Description of the task: Please transcribe the data exactly, with nothing left out.

Available data:
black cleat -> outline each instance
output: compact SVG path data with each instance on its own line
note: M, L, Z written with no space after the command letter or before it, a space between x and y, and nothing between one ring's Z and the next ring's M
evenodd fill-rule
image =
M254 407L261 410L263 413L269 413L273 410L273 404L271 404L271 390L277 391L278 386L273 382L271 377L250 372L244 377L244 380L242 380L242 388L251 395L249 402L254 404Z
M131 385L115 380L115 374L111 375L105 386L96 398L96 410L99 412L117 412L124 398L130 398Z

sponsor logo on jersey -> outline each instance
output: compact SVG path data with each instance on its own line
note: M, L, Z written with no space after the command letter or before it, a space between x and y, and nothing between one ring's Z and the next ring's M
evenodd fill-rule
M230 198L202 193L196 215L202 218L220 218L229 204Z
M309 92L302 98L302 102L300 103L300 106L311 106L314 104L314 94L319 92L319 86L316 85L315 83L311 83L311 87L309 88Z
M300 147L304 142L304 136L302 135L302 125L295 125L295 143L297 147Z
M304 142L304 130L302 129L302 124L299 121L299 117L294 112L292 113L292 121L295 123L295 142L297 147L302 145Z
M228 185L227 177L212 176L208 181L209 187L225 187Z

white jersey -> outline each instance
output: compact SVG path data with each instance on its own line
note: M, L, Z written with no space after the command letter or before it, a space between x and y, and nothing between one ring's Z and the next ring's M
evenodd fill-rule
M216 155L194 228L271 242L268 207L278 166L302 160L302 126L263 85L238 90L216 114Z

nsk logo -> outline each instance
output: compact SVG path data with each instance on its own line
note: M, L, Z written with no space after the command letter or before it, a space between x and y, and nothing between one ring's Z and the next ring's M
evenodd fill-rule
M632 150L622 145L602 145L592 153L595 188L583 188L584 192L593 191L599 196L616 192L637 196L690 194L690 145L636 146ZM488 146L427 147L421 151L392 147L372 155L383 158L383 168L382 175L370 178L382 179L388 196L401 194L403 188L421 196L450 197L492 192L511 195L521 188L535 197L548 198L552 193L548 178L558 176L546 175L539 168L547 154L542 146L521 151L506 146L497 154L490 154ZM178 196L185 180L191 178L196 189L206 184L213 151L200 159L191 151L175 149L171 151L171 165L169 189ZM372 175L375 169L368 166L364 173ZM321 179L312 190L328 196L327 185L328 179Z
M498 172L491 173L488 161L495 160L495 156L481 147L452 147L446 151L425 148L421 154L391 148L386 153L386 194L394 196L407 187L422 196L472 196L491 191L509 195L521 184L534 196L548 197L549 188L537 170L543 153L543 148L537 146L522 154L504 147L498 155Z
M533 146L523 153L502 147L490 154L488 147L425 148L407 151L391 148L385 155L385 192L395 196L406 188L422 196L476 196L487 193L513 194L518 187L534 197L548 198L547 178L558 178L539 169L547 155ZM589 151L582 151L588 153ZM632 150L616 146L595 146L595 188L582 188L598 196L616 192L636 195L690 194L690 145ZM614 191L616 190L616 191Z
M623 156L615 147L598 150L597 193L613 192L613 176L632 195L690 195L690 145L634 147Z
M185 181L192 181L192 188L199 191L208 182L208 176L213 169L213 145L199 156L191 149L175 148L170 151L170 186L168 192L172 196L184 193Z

Exercise response:
black cleat -> outline each instance
output: compact SVG path data with each instance on its own line
note: M, L, Z written with no space after the command letter or before it, a space between x and y, and nothing between one ring's Z and the next ring's M
evenodd fill-rule
image =
M254 407L261 410L263 413L269 413L273 410L273 404L271 404L271 390L277 391L278 386L273 382L271 377L250 372L244 377L244 380L242 380L242 388L251 395L249 402L254 404Z
M131 385L115 380L115 374L111 375L105 386L96 398L96 410L99 412L117 412L124 398L130 398Z

sponsor logo on jersey -> outline each instance
output: compact SVG path data with each instance on its own line
note: M, L, Z written with no space after the command letter or before it, a space between x and y, and nothing between one ring's Z and the next ring's M
evenodd fill-rule
M230 198L202 193L196 215L202 218L220 218L229 204Z
M309 92L302 98L302 102L300 103L300 106L311 106L314 104L314 94L319 92L319 86L316 85L315 83L311 83L311 87L309 88Z
M300 147L304 142L304 136L302 135L302 125L295 125L295 143L297 147Z
M304 142L304 130L302 129L302 124L299 121L299 117L294 112L292 113L292 121L295 123L295 142L297 147L302 145Z
M228 185L227 177L212 176L208 181L209 187L225 187Z

white jersey -> outline each instance
output: compact SVG path data with each instance on its own line
note: M, L, Z written with no space after the command letter or before it, a space between x and y, and nothing between one ring's Z and the next ring's M
evenodd fill-rule
M216 155L194 228L271 242L268 207L278 166L302 160L302 126L263 85L238 90L216 114Z

nsk logo -> outline each instance
output: compact SVG path data with each instance on its own line
note: M, L, Z written with no space after the command letter or before it, a space between x and y, and nothing between one ring's Z and the next ring's M
evenodd fill-rule
M632 150L622 145L602 145L592 153L595 188L583 188L584 192L593 191L599 196L616 192L637 196L690 194L690 145L636 146ZM488 146L427 147L421 151L392 147L372 155L383 158L383 168L382 175L370 178L382 179L388 196L401 194L403 188L421 196L450 197L492 192L511 195L521 188L535 197L548 198L552 193L548 178L558 176L546 175L539 168L547 154L542 146L521 151L506 146L497 154L490 154ZM178 196L185 180L191 178L196 189L206 184L213 151L200 159L191 151L175 149L171 151L171 165L169 189ZM372 175L375 169L368 166L364 173ZM321 179L312 190L328 196L327 185L328 179Z
M498 172L491 173L488 161L495 160L495 156L481 147L452 147L446 151L425 148L421 154L391 148L386 153L386 194L394 196L407 187L422 196L472 196L491 191L509 195L521 184L534 196L548 197L549 188L537 170L543 153L543 148L537 146L522 154L504 147L498 155Z
M533 146L523 153L502 147L490 154L488 147L425 148L407 151L391 148L385 155L385 192L395 196L406 188L422 196L476 196L487 193L513 194L518 187L534 197L548 198L547 178L558 178L539 169L547 155ZM589 151L582 151L588 153ZM632 150L616 146L595 146L595 188L582 188L598 196L616 192L636 195L690 194L690 145ZM614 191L616 190L616 191Z
M623 156L615 147L598 150L597 193L613 192L613 176L632 195L690 195L690 145L634 147Z
M185 181L192 181L192 188L199 191L208 182L208 176L213 169L213 145L199 156L191 149L175 148L170 151L170 186L168 192L172 196L184 193Z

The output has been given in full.